Text shown →
□ □ □ □ □ □ □

Gotham Group
- Founded: 1994; 32 years ago
- Founder: Ellen Goldsmith-Vein
- Headquarters: Los Angeles, California, United States
- Website: gotham-group.com

= Gotham Group =

Management film and television production company founded in 1994

The Gotham Group is an American diversified management film and television production company in the entertainment industry. The company was founded by Ellen Goldsmith-Vein in 1994. Goldsmith-Vein and her company have produced such projects as The Spiderwick Chronicles, Disney's Stargirl duology and The Maze Runner franchise.

□ □ □ □ □ □ □

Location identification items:
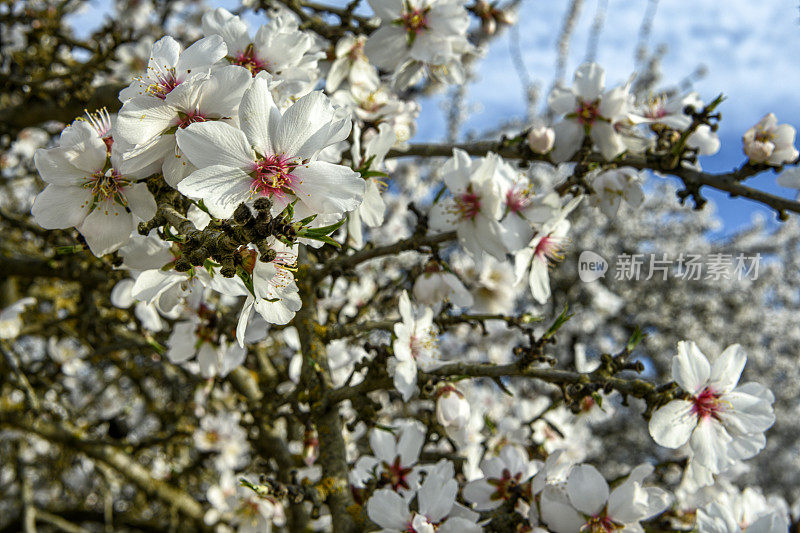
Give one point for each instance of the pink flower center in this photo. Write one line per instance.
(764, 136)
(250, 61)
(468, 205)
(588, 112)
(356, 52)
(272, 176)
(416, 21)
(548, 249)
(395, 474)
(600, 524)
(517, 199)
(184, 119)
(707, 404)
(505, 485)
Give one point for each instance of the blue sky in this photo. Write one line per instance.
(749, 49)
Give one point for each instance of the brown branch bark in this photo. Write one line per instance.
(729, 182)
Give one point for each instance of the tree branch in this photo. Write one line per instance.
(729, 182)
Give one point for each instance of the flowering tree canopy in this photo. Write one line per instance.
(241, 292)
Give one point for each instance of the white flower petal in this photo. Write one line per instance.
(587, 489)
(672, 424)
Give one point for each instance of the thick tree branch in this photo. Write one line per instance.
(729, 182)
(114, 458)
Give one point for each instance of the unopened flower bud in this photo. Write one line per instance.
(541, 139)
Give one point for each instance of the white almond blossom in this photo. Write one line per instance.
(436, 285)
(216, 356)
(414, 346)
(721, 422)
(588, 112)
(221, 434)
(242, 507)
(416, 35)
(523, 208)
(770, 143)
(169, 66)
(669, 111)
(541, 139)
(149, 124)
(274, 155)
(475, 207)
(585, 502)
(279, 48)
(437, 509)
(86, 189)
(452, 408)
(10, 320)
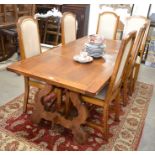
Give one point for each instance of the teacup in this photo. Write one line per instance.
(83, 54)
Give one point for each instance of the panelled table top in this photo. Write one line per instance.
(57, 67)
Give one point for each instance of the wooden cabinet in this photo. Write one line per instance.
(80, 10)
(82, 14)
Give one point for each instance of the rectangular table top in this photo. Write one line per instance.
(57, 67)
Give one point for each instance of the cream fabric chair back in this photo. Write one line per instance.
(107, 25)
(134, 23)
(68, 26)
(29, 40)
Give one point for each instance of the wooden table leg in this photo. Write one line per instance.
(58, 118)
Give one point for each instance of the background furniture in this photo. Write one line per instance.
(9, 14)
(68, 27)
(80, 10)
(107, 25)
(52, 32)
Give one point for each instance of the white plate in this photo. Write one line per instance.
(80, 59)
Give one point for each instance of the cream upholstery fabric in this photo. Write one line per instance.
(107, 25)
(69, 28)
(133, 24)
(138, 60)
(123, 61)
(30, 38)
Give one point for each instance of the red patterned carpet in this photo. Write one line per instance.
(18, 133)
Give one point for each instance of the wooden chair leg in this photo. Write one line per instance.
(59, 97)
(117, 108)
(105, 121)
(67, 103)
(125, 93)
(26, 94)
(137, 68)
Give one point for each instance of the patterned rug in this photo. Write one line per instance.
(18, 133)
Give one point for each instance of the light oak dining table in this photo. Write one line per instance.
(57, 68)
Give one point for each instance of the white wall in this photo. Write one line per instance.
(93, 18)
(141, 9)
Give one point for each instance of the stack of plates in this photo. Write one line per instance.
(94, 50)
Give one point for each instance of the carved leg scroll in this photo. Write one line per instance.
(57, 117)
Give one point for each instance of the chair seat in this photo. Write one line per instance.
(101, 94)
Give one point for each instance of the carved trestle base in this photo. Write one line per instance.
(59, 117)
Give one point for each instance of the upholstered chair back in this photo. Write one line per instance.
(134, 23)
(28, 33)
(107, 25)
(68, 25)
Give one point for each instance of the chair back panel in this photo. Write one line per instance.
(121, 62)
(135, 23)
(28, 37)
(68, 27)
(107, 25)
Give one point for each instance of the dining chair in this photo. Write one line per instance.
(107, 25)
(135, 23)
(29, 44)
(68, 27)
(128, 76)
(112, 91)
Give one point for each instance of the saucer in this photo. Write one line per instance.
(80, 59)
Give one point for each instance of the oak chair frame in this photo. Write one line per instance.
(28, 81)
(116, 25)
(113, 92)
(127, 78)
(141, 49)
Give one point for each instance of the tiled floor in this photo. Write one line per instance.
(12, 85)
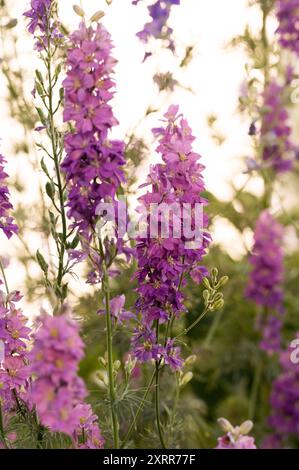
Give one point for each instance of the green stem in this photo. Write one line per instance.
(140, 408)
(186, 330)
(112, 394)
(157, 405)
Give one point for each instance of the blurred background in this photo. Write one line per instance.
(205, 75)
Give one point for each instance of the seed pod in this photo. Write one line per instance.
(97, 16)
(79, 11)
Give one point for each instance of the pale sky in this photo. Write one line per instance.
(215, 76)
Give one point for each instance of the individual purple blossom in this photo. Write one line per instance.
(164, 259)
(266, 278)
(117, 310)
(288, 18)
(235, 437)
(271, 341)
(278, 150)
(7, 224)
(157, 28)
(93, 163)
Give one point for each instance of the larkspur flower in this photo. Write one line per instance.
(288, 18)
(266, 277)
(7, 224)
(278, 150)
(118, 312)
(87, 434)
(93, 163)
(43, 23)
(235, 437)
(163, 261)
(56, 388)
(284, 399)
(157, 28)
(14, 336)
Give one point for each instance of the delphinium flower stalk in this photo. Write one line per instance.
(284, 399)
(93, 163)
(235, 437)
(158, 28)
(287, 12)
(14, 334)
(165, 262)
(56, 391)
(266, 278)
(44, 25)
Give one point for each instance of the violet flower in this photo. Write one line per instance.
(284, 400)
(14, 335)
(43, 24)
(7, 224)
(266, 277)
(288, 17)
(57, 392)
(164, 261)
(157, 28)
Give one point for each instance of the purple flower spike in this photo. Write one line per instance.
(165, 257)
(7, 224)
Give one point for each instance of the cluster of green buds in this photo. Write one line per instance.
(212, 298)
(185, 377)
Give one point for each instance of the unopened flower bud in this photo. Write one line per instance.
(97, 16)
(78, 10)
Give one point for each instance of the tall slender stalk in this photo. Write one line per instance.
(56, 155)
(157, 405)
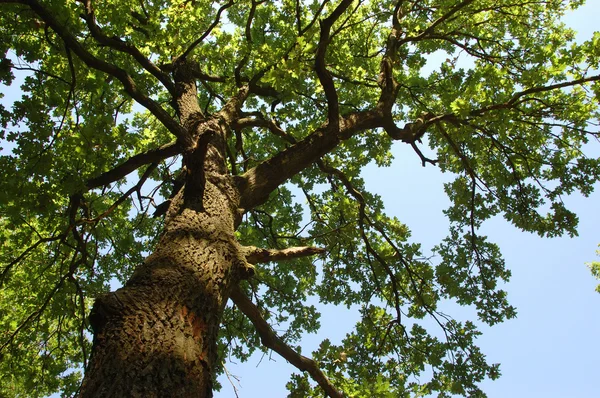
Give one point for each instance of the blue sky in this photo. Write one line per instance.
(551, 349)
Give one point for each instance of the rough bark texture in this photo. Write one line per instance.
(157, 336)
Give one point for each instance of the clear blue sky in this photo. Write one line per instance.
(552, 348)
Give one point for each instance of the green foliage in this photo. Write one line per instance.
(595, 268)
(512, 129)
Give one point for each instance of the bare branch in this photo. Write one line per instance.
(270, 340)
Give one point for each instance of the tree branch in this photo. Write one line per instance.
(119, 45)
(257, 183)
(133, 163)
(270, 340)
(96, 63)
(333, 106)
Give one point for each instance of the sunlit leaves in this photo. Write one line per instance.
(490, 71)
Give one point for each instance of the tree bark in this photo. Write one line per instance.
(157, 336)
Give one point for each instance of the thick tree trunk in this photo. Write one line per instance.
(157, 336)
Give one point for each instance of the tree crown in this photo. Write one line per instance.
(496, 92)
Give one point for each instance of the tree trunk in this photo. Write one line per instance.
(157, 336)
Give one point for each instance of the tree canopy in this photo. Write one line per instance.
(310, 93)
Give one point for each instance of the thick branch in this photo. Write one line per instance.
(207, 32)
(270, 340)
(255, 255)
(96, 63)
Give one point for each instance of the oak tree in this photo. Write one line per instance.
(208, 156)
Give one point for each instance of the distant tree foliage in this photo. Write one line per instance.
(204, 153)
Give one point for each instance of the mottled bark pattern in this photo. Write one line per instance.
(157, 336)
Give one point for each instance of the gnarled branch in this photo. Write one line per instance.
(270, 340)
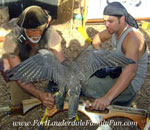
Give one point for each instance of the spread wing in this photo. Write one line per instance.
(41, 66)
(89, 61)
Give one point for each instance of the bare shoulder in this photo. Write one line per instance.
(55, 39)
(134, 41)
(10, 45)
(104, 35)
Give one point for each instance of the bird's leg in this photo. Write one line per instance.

□ □ □ □ □ □ □

Tasks for this exercise →
**a)** According to the Gotham Group page, where is the company headquartered?
**b)** Pull out every line of the rows that contains the word "cream", matching case exactly.

Expected responses →
**a)** Los Angeles, California, United States

**b)**
Give one point for each instance of the cream fabric chair back in this photo. Write one line per instance.
Give one point for each instance of the cream upholstery fabric in this photo. Write one line per instance.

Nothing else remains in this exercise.